▸ **Problem to solve**
Write out everything in the records exactly, apart from the pictures.

▸ **Data shown**
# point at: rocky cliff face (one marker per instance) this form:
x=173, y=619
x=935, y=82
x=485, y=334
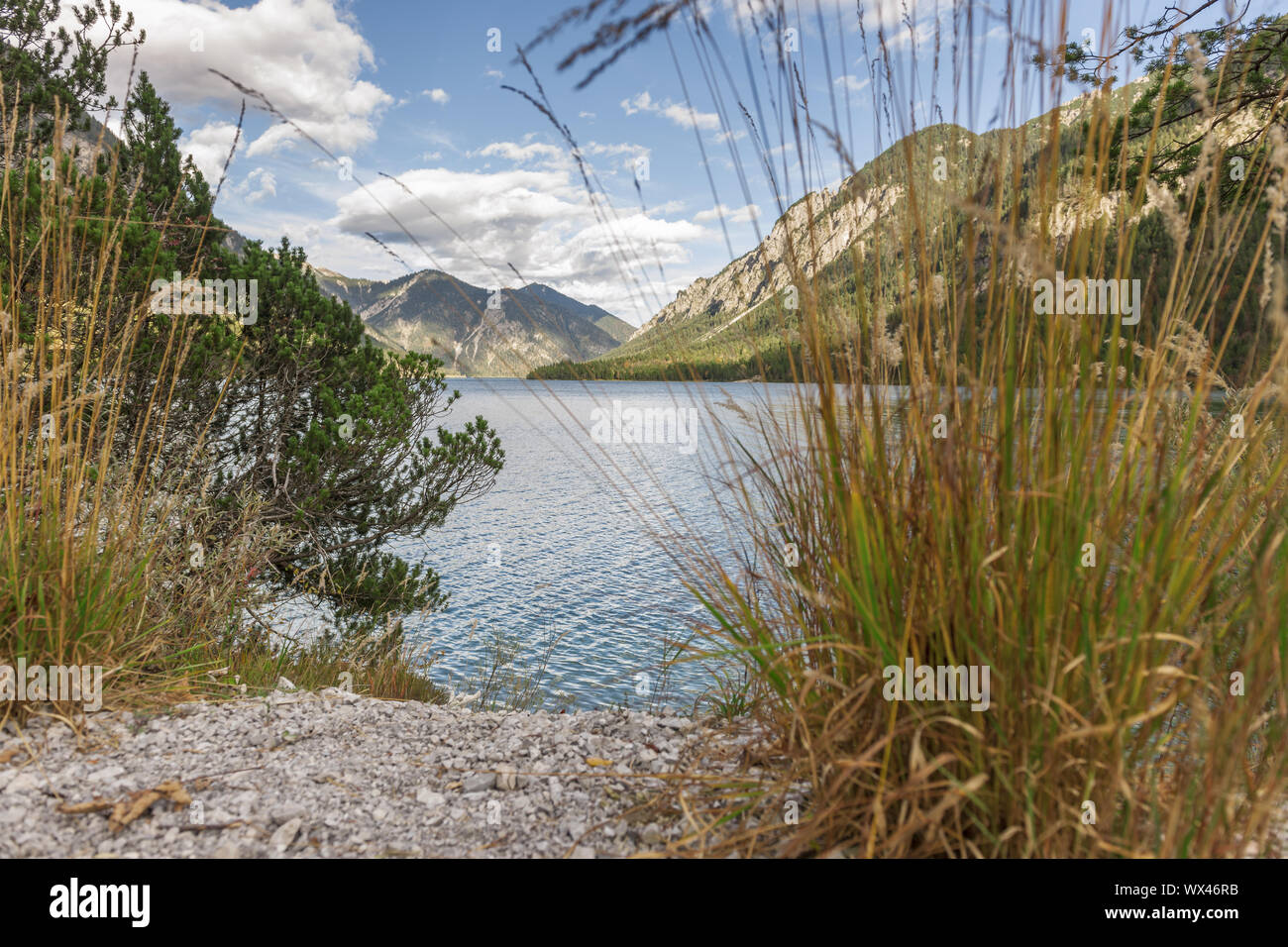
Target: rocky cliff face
x=814, y=231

▸ **Answer box**
# point at: rocky cliff face (one marker per instance) this form:
x=173, y=619
x=935, y=82
x=485, y=334
Target: rocky cliff face
x=814, y=231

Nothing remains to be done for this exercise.